• **DATA TO PROCESS**:
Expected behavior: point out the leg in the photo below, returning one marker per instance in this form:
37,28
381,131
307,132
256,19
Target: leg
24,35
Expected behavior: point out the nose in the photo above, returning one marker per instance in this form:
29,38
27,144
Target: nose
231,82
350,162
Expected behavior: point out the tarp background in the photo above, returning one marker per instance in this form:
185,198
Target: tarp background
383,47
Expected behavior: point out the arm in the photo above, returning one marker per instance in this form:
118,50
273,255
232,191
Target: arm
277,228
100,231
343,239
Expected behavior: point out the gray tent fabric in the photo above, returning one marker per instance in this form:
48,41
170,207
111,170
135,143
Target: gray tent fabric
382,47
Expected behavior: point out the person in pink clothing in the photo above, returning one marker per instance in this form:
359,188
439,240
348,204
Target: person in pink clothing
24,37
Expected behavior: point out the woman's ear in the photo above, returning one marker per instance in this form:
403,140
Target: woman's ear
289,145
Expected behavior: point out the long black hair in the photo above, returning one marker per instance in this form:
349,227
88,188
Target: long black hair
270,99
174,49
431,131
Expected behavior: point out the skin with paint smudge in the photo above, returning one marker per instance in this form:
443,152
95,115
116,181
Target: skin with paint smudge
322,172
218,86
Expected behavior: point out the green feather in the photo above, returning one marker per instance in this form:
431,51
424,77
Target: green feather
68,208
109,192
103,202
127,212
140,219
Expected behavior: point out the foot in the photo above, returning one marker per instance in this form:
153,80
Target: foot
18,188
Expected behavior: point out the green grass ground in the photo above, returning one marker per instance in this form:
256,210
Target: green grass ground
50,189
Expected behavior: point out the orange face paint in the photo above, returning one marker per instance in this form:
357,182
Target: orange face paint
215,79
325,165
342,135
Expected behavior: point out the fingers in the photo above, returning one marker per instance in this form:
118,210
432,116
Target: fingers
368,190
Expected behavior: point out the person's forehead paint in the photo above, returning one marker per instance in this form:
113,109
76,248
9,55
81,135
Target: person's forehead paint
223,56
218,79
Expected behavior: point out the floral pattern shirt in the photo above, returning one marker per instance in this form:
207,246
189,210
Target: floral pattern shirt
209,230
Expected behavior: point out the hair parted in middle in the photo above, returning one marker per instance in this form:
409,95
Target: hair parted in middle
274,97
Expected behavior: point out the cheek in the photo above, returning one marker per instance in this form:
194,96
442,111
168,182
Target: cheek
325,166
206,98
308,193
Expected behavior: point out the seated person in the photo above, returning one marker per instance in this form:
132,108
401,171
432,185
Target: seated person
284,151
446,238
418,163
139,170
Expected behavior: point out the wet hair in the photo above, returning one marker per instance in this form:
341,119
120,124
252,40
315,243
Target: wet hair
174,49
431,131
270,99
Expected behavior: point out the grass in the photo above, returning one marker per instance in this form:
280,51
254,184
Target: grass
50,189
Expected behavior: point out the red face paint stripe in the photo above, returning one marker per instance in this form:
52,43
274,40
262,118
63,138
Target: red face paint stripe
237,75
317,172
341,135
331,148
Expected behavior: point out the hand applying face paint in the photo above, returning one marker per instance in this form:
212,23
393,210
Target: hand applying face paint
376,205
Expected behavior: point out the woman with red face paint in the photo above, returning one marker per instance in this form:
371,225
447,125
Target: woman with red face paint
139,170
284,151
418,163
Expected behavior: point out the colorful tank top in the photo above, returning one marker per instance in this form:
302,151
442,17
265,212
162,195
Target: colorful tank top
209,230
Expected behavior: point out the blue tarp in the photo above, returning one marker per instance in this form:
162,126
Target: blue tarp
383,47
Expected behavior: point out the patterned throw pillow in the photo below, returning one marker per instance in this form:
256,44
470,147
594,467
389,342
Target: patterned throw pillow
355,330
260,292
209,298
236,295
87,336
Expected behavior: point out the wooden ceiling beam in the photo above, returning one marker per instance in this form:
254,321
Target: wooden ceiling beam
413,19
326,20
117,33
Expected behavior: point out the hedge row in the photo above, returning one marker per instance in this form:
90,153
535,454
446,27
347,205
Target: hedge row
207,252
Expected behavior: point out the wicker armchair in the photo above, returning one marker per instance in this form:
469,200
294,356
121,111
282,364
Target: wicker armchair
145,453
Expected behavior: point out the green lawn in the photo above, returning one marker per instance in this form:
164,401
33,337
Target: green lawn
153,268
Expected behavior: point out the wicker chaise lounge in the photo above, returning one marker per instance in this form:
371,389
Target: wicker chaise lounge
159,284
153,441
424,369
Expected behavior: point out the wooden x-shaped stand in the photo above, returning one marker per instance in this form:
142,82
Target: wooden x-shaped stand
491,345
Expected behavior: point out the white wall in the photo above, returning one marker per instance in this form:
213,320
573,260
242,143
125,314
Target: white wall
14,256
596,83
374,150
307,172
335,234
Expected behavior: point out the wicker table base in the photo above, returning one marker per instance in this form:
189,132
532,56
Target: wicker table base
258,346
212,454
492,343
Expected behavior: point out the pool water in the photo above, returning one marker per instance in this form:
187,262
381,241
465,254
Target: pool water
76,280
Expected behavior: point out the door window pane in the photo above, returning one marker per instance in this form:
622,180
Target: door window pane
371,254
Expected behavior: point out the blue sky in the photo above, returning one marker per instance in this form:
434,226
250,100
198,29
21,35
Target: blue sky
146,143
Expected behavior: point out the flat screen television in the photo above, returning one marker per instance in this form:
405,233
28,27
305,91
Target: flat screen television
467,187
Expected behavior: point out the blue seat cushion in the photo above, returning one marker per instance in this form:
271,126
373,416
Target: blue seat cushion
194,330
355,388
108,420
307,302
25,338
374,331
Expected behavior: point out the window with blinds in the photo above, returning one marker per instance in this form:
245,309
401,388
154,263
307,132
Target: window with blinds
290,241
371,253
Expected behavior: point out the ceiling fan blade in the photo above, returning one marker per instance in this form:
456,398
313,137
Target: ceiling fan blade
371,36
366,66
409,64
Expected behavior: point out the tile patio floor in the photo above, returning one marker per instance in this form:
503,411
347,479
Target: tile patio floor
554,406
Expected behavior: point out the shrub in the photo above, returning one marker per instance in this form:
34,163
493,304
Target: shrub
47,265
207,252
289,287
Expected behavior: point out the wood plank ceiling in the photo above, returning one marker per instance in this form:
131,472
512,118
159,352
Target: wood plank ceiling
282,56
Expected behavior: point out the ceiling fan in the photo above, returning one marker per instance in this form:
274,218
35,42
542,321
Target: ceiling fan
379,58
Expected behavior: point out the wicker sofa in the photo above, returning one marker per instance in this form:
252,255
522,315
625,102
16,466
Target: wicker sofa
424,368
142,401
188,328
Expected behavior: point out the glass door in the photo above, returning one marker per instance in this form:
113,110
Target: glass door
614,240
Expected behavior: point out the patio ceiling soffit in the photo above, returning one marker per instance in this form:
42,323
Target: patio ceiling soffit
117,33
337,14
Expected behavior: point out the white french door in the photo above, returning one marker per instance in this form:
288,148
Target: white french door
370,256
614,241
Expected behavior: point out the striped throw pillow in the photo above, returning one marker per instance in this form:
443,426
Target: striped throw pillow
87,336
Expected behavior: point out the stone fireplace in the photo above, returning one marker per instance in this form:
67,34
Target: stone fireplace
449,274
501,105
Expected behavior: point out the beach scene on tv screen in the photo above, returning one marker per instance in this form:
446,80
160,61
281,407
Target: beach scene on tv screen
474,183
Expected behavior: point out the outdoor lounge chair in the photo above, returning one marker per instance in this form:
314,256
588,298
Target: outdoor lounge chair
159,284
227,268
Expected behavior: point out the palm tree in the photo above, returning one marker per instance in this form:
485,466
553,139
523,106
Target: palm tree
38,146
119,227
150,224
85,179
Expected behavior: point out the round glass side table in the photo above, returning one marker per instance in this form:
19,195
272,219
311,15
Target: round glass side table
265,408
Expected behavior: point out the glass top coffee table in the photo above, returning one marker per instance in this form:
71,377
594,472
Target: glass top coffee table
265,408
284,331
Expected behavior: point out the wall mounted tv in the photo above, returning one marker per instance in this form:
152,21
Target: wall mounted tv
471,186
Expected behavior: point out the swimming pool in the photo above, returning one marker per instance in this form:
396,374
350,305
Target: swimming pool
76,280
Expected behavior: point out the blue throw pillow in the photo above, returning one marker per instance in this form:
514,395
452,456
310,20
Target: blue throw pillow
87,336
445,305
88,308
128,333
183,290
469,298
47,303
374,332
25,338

---

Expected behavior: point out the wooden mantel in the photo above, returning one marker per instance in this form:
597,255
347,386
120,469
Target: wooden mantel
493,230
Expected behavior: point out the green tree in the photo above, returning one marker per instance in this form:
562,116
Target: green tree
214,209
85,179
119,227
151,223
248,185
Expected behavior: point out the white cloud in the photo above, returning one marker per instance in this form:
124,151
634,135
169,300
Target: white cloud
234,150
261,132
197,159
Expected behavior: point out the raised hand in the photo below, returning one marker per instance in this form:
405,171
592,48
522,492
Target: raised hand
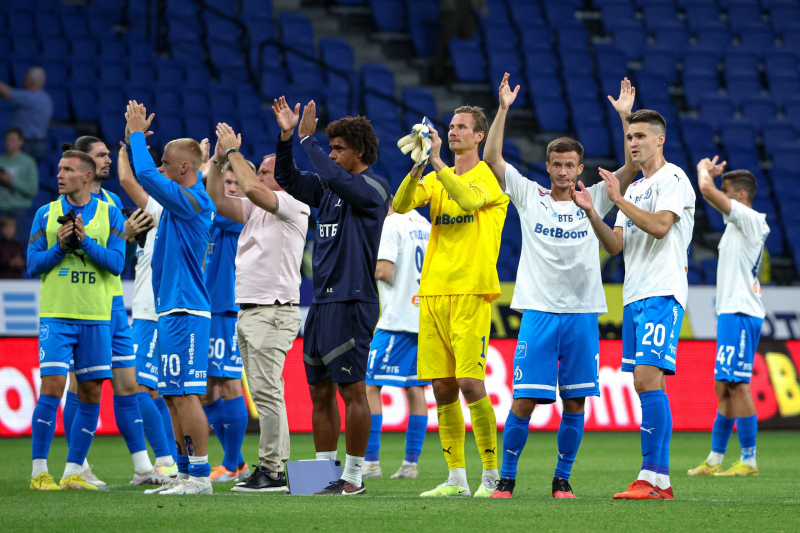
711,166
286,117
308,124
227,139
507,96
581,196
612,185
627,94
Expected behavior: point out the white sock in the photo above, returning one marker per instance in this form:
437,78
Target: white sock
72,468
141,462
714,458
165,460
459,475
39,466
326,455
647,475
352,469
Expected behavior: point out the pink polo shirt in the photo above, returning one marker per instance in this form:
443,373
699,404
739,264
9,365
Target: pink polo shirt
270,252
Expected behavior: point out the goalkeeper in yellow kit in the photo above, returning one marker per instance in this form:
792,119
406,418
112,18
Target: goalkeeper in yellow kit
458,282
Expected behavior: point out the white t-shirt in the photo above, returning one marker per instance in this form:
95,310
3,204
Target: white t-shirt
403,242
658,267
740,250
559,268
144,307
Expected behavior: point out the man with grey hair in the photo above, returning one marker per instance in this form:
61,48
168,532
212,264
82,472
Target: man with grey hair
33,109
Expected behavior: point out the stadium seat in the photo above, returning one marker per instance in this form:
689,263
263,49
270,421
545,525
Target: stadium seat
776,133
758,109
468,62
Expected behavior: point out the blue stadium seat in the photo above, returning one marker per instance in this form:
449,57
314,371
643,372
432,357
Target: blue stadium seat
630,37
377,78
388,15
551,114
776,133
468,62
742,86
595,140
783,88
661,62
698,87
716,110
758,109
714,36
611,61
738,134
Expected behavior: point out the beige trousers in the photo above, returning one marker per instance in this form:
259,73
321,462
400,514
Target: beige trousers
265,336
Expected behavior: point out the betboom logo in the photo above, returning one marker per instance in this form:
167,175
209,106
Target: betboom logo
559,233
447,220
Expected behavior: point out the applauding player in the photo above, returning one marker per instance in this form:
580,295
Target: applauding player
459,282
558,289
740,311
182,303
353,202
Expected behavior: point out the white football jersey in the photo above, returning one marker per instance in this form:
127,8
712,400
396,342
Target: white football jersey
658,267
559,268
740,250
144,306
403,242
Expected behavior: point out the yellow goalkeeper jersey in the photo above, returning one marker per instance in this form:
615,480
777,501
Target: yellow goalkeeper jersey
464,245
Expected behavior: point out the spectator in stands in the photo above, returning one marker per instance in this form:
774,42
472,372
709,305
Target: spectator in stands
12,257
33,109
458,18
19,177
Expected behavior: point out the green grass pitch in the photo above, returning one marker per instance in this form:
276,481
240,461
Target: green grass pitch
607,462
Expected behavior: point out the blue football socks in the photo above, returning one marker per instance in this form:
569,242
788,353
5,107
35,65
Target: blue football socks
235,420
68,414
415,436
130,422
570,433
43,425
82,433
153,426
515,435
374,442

• **EXERCISE BRIEF**: Every line above from the line with "Expected behavior: point out the leg" to the line with "Expected behavior: point out the tarp", inclusive, must be returned exactly; no other line belongs in the reply.

• **TASK SOLUTION**:
Expected behavior: point out the leg in the photo below, returning one marker per instance in this form:
37,28
381,131
307,132
256,19
Target: leg
24,35
Expected behavior: point out the nose in the photo above, returning one marker per instance in this form:
29,38
27,144
Target: nose
231,82
350,162
Expected behavior: point out the tarp background in the photo above, returning one marker per instance in this form:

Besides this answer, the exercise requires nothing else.